• Exercise prompt:
In one to three sentences, explain why Federal rules prevail over conflicting state regulations, according to the post on the EPA's waiver denial.

━━ Document section

As you may recall, I wrote a little about the EPA's inexplicable denial of California's request for a waiver under the Clean Air Act. This waiver would have allowed California to increase its air quality requirements. California has, as expected, filed suit against the EPA seeking to overturn the agency's decision.
In the interim, however, something may have changed. That something would be the concept of federal preemption.
Now, as every law student who has finished their first semester of Constitutional Law can tell you, federal preemption means that the laws of the United States (both the Constitution and those passed by Congress) are the supreme laws of the land. When state regulations come into conflict with Federal laws or regulations, the Federal rules prevail. Now, that is the simple version. The more complicated version of preemption is whether the Federal law actually meant to completely preempt the states from introducing additional legislation which would enhance the Federal law.

━━━━
━━ Raw data

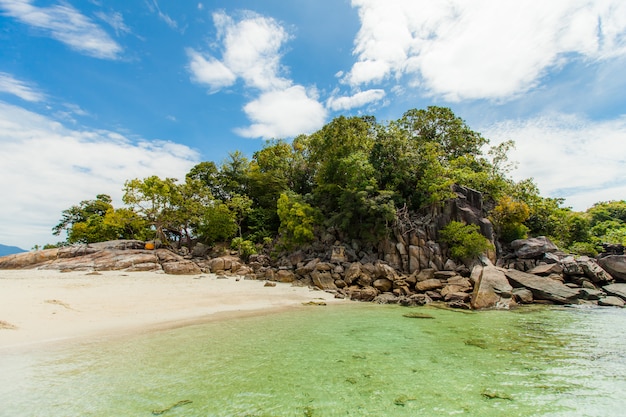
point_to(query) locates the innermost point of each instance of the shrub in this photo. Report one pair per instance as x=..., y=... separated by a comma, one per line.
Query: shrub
x=583, y=248
x=244, y=247
x=464, y=240
x=508, y=216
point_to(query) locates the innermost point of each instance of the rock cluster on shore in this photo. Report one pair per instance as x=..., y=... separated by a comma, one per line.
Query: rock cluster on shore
x=408, y=268
x=535, y=273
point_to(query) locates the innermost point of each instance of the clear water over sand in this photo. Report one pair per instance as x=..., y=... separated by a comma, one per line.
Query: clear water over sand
x=351, y=360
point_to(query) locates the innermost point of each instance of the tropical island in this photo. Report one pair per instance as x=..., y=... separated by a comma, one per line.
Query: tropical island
x=410, y=211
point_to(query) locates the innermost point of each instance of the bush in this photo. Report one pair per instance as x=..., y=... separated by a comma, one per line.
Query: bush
x=244, y=247
x=583, y=248
x=464, y=240
x=508, y=216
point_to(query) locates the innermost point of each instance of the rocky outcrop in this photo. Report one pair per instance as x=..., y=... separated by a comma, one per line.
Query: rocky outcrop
x=543, y=288
x=104, y=256
x=532, y=248
x=492, y=290
x=615, y=265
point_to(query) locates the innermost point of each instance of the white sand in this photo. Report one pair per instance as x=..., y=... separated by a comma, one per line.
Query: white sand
x=47, y=306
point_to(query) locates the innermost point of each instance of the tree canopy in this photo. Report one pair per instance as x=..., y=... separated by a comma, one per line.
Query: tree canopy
x=352, y=175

━━━━

• Written response:
Under federal preemption, the laws of the United States, both the Constitution and those passed by Congress, are the supreme laws of the land. Because of that, a Federal law or regulation prevails when a state regulation conflicts with it.